Given instruction - The entries need to be copied exactly.
<<<<
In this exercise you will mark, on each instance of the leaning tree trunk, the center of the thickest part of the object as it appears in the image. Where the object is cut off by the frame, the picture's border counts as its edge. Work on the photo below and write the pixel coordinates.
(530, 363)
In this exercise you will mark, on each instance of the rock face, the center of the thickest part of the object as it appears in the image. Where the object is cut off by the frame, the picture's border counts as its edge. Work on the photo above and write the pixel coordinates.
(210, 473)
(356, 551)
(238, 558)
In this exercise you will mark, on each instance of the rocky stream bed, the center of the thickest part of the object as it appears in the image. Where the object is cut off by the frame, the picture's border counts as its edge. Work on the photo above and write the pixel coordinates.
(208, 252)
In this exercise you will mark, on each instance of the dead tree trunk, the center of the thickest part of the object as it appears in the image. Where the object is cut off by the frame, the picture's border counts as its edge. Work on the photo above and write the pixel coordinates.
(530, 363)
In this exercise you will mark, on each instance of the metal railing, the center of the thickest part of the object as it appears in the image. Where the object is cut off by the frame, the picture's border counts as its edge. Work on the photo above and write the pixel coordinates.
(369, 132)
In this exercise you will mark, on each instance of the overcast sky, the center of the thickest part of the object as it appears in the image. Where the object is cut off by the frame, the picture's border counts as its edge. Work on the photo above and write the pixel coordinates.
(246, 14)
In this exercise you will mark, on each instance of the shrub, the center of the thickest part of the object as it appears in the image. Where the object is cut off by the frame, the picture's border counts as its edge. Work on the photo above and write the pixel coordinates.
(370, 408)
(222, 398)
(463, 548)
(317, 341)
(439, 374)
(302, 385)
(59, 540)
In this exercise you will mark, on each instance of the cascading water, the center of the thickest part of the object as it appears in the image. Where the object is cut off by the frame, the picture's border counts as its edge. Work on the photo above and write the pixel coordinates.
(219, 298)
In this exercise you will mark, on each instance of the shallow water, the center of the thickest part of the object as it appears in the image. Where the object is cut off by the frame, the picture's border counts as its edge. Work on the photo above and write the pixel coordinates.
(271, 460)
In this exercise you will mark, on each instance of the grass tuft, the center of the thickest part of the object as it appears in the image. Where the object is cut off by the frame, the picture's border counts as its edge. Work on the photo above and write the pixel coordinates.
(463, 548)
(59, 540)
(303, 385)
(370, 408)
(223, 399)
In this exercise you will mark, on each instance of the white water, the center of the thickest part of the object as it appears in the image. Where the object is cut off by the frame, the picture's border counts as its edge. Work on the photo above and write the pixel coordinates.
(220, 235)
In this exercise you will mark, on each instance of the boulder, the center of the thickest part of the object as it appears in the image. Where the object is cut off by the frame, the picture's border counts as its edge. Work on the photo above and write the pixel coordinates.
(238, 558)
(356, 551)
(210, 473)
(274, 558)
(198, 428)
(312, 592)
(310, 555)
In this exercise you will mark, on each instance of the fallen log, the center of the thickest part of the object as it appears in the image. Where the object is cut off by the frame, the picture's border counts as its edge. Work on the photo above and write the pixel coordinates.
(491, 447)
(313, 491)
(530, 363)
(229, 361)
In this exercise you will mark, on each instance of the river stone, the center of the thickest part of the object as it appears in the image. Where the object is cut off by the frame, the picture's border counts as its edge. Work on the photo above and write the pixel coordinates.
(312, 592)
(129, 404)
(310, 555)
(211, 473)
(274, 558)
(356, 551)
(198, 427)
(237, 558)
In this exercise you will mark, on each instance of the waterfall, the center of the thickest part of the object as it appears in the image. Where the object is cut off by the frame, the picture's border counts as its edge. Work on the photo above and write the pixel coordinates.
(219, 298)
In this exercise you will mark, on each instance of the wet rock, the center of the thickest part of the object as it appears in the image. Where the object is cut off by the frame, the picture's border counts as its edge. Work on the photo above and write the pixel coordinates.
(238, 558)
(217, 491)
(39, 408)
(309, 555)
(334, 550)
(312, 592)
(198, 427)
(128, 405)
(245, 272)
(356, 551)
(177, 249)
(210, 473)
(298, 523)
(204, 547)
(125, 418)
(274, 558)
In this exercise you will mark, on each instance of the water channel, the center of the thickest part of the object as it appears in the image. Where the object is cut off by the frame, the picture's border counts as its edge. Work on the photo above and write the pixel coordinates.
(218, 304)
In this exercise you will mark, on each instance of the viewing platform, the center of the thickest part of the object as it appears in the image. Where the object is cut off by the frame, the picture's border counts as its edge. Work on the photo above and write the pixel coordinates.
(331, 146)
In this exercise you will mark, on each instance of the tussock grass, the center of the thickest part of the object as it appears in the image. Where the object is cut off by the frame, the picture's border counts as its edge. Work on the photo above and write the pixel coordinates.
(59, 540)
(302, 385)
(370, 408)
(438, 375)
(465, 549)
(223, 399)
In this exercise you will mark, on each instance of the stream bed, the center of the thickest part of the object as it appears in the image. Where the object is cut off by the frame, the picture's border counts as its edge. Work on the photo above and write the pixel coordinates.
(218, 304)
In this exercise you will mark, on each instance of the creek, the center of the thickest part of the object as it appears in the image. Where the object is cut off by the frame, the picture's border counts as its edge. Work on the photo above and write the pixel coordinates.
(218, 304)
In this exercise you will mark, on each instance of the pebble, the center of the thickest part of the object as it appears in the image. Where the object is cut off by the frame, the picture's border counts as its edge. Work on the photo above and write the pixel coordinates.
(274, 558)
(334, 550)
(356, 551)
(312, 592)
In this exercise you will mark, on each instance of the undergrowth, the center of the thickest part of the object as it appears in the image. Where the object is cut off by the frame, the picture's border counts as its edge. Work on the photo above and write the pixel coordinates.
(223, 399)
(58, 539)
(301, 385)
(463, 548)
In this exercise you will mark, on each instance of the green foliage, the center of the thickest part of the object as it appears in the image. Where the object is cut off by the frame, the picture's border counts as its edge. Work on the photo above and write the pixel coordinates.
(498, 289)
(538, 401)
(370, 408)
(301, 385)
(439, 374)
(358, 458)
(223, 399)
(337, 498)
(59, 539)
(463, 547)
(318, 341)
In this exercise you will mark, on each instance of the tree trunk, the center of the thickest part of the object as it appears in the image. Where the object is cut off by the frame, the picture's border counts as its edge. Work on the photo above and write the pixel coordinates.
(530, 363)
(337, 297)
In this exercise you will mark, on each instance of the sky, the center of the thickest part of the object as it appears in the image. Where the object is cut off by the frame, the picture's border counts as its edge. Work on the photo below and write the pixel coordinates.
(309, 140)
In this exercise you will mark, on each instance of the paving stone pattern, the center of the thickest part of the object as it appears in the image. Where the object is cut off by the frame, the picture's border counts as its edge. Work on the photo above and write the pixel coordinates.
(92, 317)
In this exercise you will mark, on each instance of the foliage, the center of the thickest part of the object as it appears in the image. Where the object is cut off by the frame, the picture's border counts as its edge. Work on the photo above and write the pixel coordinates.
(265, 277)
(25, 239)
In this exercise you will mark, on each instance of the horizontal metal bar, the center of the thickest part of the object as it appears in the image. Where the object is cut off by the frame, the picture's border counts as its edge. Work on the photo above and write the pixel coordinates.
>>>>
Result below -
In this exercise you will mark, on each instance of the leaning tree trunk, the center of the thickest part of the object as it appears in the image. Where the object is cut off by the frame, the picture's border counts as its edge. Work on the photo below and write the pixel coordinates.
(530, 363)
In this exercise you will mark, on each instance of the rock face, the center of the thickest part of the object as it appears in the image. Where the object is cut off by the frame, the picture's border counts as its edge. Work on the photo above and write the pixel coordinates.
(210, 473)
(356, 551)
(238, 558)
In this exercise you will mark, on each instance of the rocky stream bed, the center of the thickest part of the object as it appears in the image. Where the object is cut off by the frame, the picture's border counts as its edge. Work on the photo above and write the pixel coordinates.
(208, 252)
In this exercise you will mark, on each instance of the dead tree trunk, the center of the thickest part of the object as it appears in the image. Where the object is cut off by the frame, the picture's border counts as its edge. Work on the photo above and write the pixel coordinates.
(530, 363)
In this exercise you will mark, on each instance of the metal railing, the center of the thickest part of the object as it appears in the image. Where the object is cut off by the frame, the picture's border counts as its edge. Work on the photo above and write the pixel coordinates.
(369, 132)
In this exercise you will mark, on each instance of the overcast sky, the center of the thickest part of the object as it appears in the image. Where the object is cut off by the frame, the picture's border counts as its edge. Work on the photo above and write the pixel coordinates.
(246, 14)
In this exercise you will mark, on each instance of the shrub, the center of the thickest part of the object as it appears in the image. Where the object is cut off by the frame, the picture's border counts as its edge. Work on the photo above and write the pixel coordinates.
(370, 408)
(222, 398)
(463, 548)
(317, 341)
(439, 374)
(302, 385)
(59, 540)
In this exercise you will mark, on each instance of the cascading water, the center of the thickest part of the object as it appears in the image. Where the object is cut off by the frame, the picture's border counts as its edge. Work on the photo above and write the pixel coordinates.
(219, 298)
In this exercise you will mark, on each instance of the shallow water, the center of the thickest part of the object as it appears in the image. Where the object is cut off by the frame, the picture's border counts as its edge. Work on the photo above and write the pixel coordinates.
(271, 460)
In this exercise you will mark, on each instance of the grass tuft, the center of the thickest part of the object as it appears in the image. Where the object is cut off by the frame, the picture's border counts as its edge. Work on the photo above and write the pixel coordinates.
(463, 548)
(59, 540)
(303, 385)
(370, 408)
(223, 399)
In this exercise you will mark, on each instance of the white water, the center of the thickest part of the object as it appears in the image. Where the object is cut off by the frame, the picture's border counts as its edge. Work on the photo above and write the pixel coordinates.
(220, 235)
In this exercise you will mark, on each instance of the boulder, the center of the thickest part of the object as it appears in the image. Where the object is cut off by the frame, the picture's border counts as its edge. Work on the photo above and write the pixel coordinates.
(238, 558)
(356, 551)
(210, 473)
(274, 558)
(198, 428)
(312, 592)
(310, 555)
In this exercise you will mark, on each instance of the fallen log, the center of the thickest part of the object as it appears in the image. Where the object is cut off by the frame, the picture's border counts as its edge. Work on the photo above and write the pixel coordinates.
(491, 447)
(313, 491)
(530, 363)
(229, 361)
In this exercise you will mark, on each instance of the river stone, the center of the thickest part of the object as it appears in the image. Where the object is cut off by the frame, the picture's border counts as its edge. Work on the photo above and write the pixel coordinates.
(312, 592)
(129, 404)
(310, 555)
(211, 473)
(274, 558)
(356, 551)
(198, 427)
(237, 558)
In this exercise you will mark, on each instance of the waterfall, the center of the thickest part of the object as it appears in the image. Where the object is cut off by the frame, the picture's border counts as its edge. Work on the photo above and write the pixel coordinates.
(219, 298)
In this exercise you will mark, on each instance of the wet rock, the center of the thickest part of the object as it appears in the image. Where the object is cut off by the frame, the picture's border counts as its edge. Work on the photo above and write the pixel coordinates.
(238, 558)
(217, 491)
(39, 408)
(309, 555)
(334, 550)
(312, 592)
(198, 427)
(128, 405)
(245, 272)
(356, 551)
(177, 249)
(210, 473)
(298, 523)
(204, 547)
(125, 418)
(274, 558)
In this exercise you will mark, on each instance of the water channel, the center of the thickest part of the object as it appears in the image. Where the object is cut off by the frame, the picture's border counts as its edge. Work on the photo above and write the pixel coordinates.
(218, 304)
In this exercise you will mark, on each instance of the viewing platform, the center of the thickest part of the object as it appears in the image. Where the object is cut off by the frame, the picture's border counts as its edge. Work on the photo above and write the pixel coordinates.
(331, 146)
In this exercise you will mark, on each instance of the tussock grass, the center of the thickest part of the object as it appears in the image. Where the object is cut off by the frame, the picture's border counts as its edge. Work on the photo above and write the pixel coordinates.
(59, 540)
(302, 385)
(370, 408)
(438, 375)
(465, 549)
(223, 399)
In this exercise you will mark, on each instance of the stream bed, the center of the thickest part of the object as it appears in the image. Where the object is cut off by the frame, the picture's border counts as its edge. Work on the photo above and write the pixel coordinates.
(218, 304)
In this exercise you will mark, on each instance of the creek, the center of the thickest part of the object as it appears in the image. Where the object is cut off by the frame, the picture's border counts as its edge. Work on the photo above and write the pixel coordinates.
(218, 304)
In this exercise you will mark, on each instance of the pebble, the center of the thickest part of the object as it appears in the image. Where the object is cut off by the frame, the picture's border counts as its edge. Work on the photo above and write the pixel coordinates.
(274, 558)
(334, 550)
(356, 551)
(312, 592)
In this exercise you will mark, on each instance of the undergrowth, the center of the thickest part of the object as it appears in the image. Where the object is cut off by the frame, the picture's border counts as its edge. Work on the photo above and write the pixel coordinates.
(223, 399)
(58, 539)
(301, 385)
(463, 548)
In this exercise you will mark, on each instance of the green foliage, the center of the thickest part of the object as it appears in the image. Where the object is cut off by the frame, the picture's border counts as its edge. Work on the photo above and write the pixel coordinates.
(498, 289)
(538, 401)
(370, 408)
(301, 385)
(439, 374)
(358, 458)
(223, 399)
(337, 498)
(59, 539)
(463, 547)
(318, 341)
In this exercise you will mark, on each instance of the tree trunk, the center of the thickest part of the object as it appears in the image. Where the object is cut off by the frame, the picture's border counts as its edge. Work on the photo above and write the pixel coordinates.
(530, 363)
(337, 297)
In this exercise you will mark, on each instance of the sky, the center of the thickest part of the object as it appears in the image. Where the object is cut off by the frame, the picture's border counts as its edge. Work on the photo below and write the pixel coordinates.
(309, 140)
In this exercise you will mark, on each instance of the paving stone pattern, the center of the thickest part of the object as it appears in the image. Where the object is cut off by the frame, the picture's border counts as its edge. Work on the photo above and write the pixel coordinates.
(92, 317)
In this exercise you will mark, on each instance of the foliage, the center of the thickest part of the object as it appears in the image. Where the object is cut off by the frame, the picture's border counts as its edge. Work on the photo above and write the pixel coordinates.
(265, 277)
(25, 239)
In this exercise you will mark, on each instance of the horizontal metal bar, the center of the thickest part of the object as it appears in the image. Where the object is cut off by the frame, the picture's border counts as its edge. Work on the photo above and write the pixel coordinates.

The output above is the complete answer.